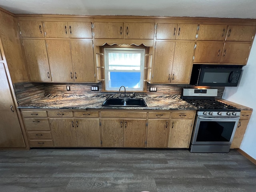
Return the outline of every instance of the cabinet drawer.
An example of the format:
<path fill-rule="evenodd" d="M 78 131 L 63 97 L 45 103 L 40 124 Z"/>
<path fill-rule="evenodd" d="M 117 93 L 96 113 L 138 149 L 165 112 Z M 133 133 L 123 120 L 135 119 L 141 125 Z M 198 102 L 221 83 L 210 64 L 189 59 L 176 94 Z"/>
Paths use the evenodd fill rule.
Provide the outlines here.
<path fill-rule="evenodd" d="M 24 119 L 28 131 L 50 131 L 48 119 Z"/>
<path fill-rule="evenodd" d="M 46 117 L 47 116 L 46 111 L 23 111 L 24 117 Z"/>
<path fill-rule="evenodd" d="M 28 137 L 29 139 L 51 139 L 52 134 L 50 132 L 37 132 L 29 131 L 28 132 Z"/>
<path fill-rule="evenodd" d="M 191 118 L 194 117 L 194 113 L 185 112 L 184 113 L 174 112 L 172 113 L 172 118 Z"/>
<path fill-rule="evenodd" d="M 53 147 L 52 140 L 30 140 L 30 147 Z"/>
<path fill-rule="evenodd" d="M 73 116 L 72 111 L 48 111 L 48 116 L 53 117 L 70 117 Z"/>
<path fill-rule="evenodd" d="M 77 117 L 98 117 L 98 111 L 74 111 L 74 116 Z"/>
<path fill-rule="evenodd" d="M 148 118 L 157 119 L 170 118 L 170 112 L 149 112 Z"/>
<path fill-rule="evenodd" d="M 252 111 L 241 111 L 240 119 L 249 119 Z"/>
<path fill-rule="evenodd" d="M 146 112 L 120 112 L 102 111 L 101 117 L 122 118 L 146 118 Z"/>

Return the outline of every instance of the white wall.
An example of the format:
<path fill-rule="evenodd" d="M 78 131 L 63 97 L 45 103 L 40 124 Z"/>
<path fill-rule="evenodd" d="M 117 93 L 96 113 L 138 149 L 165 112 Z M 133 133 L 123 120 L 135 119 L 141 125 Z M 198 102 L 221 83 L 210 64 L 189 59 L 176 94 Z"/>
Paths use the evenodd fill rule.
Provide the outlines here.
<path fill-rule="evenodd" d="M 238 86 L 225 87 L 222 98 L 253 109 L 240 148 L 256 159 L 256 40 L 243 69 Z"/>

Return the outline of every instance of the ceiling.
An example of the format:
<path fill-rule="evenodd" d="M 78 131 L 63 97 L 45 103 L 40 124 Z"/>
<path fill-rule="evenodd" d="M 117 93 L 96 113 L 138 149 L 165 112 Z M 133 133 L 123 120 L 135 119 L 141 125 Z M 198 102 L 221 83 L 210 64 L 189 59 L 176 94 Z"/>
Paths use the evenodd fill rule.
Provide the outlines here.
<path fill-rule="evenodd" d="M 256 18 L 256 0 L 0 0 L 15 14 Z"/>

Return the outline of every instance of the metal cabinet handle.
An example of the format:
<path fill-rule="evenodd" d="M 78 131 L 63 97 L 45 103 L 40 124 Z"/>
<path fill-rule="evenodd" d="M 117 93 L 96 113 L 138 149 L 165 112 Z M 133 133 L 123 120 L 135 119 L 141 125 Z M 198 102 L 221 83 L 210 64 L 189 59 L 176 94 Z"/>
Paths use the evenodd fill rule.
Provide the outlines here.
<path fill-rule="evenodd" d="M 14 112 L 14 110 L 13 109 L 13 106 L 12 105 L 11 105 L 11 111 L 13 112 Z"/>
<path fill-rule="evenodd" d="M 229 29 L 229 30 L 228 31 L 229 33 L 228 34 L 228 37 L 229 37 L 229 36 L 230 36 L 230 34 L 231 34 L 231 29 Z"/>
<path fill-rule="evenodd" d="M 41 25 L 39 25 L 39 31 L 40 31 L 40 33 L 42 33 L 42 30 L 41 30 Z"/>
<path fill-rule="evenodd" d="M 224 34 L 225 34 L 225 29 L 223 29 L 223 33 L 222 33 L 222 34 L 221 35 L 221 36 L 223 37 Z"/>
<path fill-rule="evenodd" d="M 237 127 L 239 127 L 240 126 L 241 126 L 241 122 L 240 121 L 238 123 L 238 126 L 237 126 Z"/>

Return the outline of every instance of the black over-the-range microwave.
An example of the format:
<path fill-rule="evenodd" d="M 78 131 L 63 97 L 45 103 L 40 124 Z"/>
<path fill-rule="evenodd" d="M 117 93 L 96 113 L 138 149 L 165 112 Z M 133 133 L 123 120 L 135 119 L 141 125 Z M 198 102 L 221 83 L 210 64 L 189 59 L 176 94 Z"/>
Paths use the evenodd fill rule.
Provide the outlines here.
<path fill-rule="evenodd" d="M 242 65 L 194 64 L 190 84 L 196 86 L 236 86 L 242 67 Z"/>

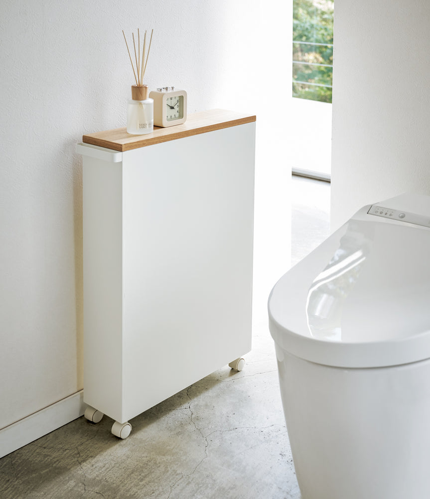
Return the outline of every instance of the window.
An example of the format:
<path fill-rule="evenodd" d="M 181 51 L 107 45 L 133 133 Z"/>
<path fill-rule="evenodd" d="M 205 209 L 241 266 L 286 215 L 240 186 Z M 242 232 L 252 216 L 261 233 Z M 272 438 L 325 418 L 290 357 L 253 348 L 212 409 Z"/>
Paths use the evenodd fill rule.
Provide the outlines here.
<path fill-rule="evenodd" d="M 292 96 L 331 102 L 333 0 L 293 0 Z"/>

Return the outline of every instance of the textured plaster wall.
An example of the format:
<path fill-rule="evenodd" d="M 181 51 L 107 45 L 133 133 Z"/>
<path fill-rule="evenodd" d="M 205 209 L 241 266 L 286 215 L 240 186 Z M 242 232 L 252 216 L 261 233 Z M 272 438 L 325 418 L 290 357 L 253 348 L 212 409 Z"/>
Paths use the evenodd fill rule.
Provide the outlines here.
<path fill-rule="evenodd" d="M 430 194 L 430 3 L 343 0 L 334 15 L 332 230 L 364 205 Z"/>
<path fill-rule="evenodd" d="M 255 235 L 263 250 L 255 274 L 266 280 L 255 296 L 265 313 L 281 270 L 266 271 L 265 260 L 289 261 L 288 170 L 278 155 L 286 133 L 272 129 L 276 110 L 264 91 L 286 81 L 290 65 L 279 63 L 290 6 L 278 3 L 0 2 L 0 428 L 82 387 L 75 146 L 83 133 L 125 126 L 134 78 L 123 29 L 130 37 L 154 28 L 146 82 L 185 88 L 189 113 L 221 107 L 258 115 Z"/>

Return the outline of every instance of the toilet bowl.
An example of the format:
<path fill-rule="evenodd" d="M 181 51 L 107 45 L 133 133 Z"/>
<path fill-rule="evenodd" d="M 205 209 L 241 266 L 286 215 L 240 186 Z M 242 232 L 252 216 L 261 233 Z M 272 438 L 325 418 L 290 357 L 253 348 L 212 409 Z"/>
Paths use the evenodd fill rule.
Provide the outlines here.
<path fill-rule="evenodd" d="M 430 498 L 430 197 L 359 210 L 269 315 L 302 499 Z"/>

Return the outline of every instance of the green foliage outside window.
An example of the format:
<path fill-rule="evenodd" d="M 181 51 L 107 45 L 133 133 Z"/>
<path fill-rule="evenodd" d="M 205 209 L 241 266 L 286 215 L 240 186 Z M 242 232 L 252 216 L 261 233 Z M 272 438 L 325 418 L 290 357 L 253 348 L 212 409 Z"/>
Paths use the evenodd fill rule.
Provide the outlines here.
<path fill-rule="evenodd" d="M 293 97 L 331 102 L 333 6 L 333 0 L 293 0 Z"/>

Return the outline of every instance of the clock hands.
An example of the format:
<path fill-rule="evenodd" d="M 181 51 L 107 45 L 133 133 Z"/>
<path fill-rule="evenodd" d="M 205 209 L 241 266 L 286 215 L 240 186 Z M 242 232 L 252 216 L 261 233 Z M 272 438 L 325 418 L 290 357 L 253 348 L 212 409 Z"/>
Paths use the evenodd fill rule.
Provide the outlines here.
<path fill-rule="evenodd" d="M 169 104 L 167 104 L 167 102 L 166 102 L 166 104 L 167 104 L 167 106 L 168 106 L 168 107 L 169 107 L 169 108 L 170 108 L 171 109 L 174 109 L 174 108 L 175 108 L 176 107 L 176 105 L 177 104 L 178 102 L 179 102 L 179 99 L 178 99 L 178 100 L 177 100 L 177 101 L 176 101 L 176 102 L 175 102 L 175 103 L 174 104 L 174 105 L 173 105 L 173 106 L 171 106 L 171 105 L 170 105 Z"/>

**WRITTEN PROBLEM:**
Reproduce the listing exactly, from its start down through the line containing "24 119 L 28", with both ends included and the pictures left out.

**CORRECT RESPONSE:**
Return the outline of every instance of the cabinet drawer.
An example of the format:
<path fill-rule="evenodd" d="M 78 131 L 63 97 L 45 103 L 40 124 Z"/>
<path fill-rule="evenodd" d="M 117 93 L 96 113 L 138 149 L 165 112 Z M 133 133 L 123 120 L 135 119 L 141 125 Z M 198 102 L 221 83 L 210 64 L 189 59 L 176 94 Z"/>
Paths use the evenodd fill rule.
Provide the outlines here.
<path fill-rule="evenodd" d="M 24 119 L 28 131 L 50 131 L 48 119 Z"/>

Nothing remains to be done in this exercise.